WRITTEN INSTRUCTION | Write out all of the entries that follow, word for word, but skip the pictures.

[Point labeling dataset excerpts]
----------------
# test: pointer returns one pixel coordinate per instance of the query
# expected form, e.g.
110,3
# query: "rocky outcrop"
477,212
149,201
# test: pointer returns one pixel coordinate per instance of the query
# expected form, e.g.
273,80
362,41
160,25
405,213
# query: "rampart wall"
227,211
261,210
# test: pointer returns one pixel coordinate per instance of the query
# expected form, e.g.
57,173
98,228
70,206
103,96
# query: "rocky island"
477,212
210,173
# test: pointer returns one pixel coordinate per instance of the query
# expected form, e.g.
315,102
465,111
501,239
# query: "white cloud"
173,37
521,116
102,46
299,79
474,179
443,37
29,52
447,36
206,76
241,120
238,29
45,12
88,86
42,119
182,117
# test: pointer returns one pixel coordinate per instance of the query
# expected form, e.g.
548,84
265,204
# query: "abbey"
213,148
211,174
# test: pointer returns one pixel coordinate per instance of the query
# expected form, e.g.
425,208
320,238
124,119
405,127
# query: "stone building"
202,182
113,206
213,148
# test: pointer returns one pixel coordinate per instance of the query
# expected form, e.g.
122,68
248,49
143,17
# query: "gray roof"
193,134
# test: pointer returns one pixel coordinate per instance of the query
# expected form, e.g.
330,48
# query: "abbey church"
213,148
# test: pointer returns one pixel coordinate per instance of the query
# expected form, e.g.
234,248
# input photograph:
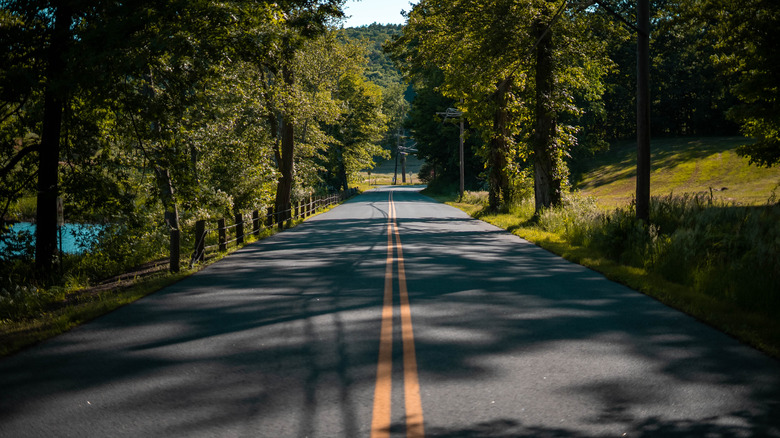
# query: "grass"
60,309
757,327
382,174
709,252
679,166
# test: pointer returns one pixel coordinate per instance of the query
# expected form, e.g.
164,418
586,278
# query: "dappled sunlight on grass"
680,166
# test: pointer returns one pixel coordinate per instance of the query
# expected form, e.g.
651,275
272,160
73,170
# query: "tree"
519,67
746,42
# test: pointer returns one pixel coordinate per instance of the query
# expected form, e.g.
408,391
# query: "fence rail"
220,236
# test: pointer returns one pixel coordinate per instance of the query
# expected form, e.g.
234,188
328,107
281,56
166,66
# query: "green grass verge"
80,307
759,330
679,165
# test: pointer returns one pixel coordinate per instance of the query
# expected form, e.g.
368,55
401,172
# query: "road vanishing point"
392,315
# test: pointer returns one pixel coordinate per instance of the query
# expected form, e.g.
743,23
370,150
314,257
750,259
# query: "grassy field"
382,174
714,256
679,166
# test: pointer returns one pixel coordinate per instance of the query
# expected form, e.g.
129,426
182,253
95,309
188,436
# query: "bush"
727,251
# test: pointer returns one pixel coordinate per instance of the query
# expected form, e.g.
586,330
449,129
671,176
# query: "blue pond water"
71,244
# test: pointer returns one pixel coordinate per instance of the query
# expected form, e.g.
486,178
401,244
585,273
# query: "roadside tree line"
142,110
541,82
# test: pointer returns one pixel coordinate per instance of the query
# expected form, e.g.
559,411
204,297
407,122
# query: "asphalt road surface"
390,316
----------------
ANSWER TO THE PROBLEM |
# test: pointer returns one pixel coordinate per instance of the query
# expected form, e.g.
110,3
# query: "rocky outcrop"
477,212
149,201
# test: pointer returns one pixel coordinate per instance of the query
# expected form, e.g.
273,80
362,41
160,25
405,213
# query: "rampart wall"
227,211
261,210
# test: pointer returns one pixel coordinate per instance of the query
# expected form, e.g.
57,173
98,228
70,206
103,96
# query: "rocky island"
477,212
210,173
# test: pointer returns one pixel coordinate per instance of the query
# expected form, e.g.
315,102
465,111
501,239
# query: "white cloud"
173,37
521,116
102,46
299,79
474,179
443,37
29,52
447,36
206,76
241,120
238,29
45,12
88,86
42,119
182,117
# test: pointer returns one pixel coordinate per instance of the query
# expected form, e.g.
548,84
265,204
# query: "abbey"
213,148
211,174
# test: pointer returns one pixel coordinate per instance of the query
# expected form, e.g.
425,208
320,238
124,119
405,127
# query: "stone building"
202,182
113,206
213,148
# test: pointer returns one pixel coordinate per instance of the query
# expected form, e.g.
122,68
248,49
143,17
# query: "gray roof"
193,134
# test: pointer returns one pixel coordinate per instance of the query
# expected form, e.g.
330,48
# query: "abbey church"
213,148
# test: pointer returns one pixel coordinate per instance of the query
# expected form, e.g.
234,248
# input photograph:
# query: "grass"
60,309
757,327
382,174
709,252
679,166
# test: pointer returns one pixel coordinate per instance of the query
# expected form, e.g.
164,418
586,278
# query: "dappled sunlight on grass"
680,166
# test: pointer returns one pixel coordinate per instance of the query
# expected form, e.g.
651,275
272,160
73,170
# query: "tree"
519,67
746,42
# test: pointer returns one pixel coordinate per instance of the query
# expected form, e.g.
408,391
# query: "fence rail"
220,236
# test: pointer returns one pixel coordinate per instance of the query
# expected form, e.g.
234,188
328,107
281,56
166,66
# query: "green grass verge"
80,307
759,330
679,165
# test: pointer returns one pixel coordinate per instance of the query
# expected form, e.g.
368,55
401,172
# query: "road vanishing point"
392,315
# test: pointer returns one pixel coordinate per instance of the query
# expected form, e.g.
743,23
370,150
314,257
750,259
# query: "grassy field"
382,174
714,256
679,166
# test: pointer returns one pixel coordinate per instance of the query
# expected form, e.g.
129,426
182,253
95,309
188,436
# query: "bush"
727,251
# test: pointer returns one pixel coordinate per instance of the query
# expected form, e.g.
586,330
449,129
671,176
# query: "blue pond water"
71,244
# test: pointer returns one pixel coordinate per instance of the query
# expected form, e.g.
486,178
401,244
585,273
# query: "roadside tree line"
142,110
541,82
# test: pointer returns one pixel coordinate per instance of the query
# expected form, e.g.
559,411
204,297
407,122
# query: "asphalt road surface"
390,316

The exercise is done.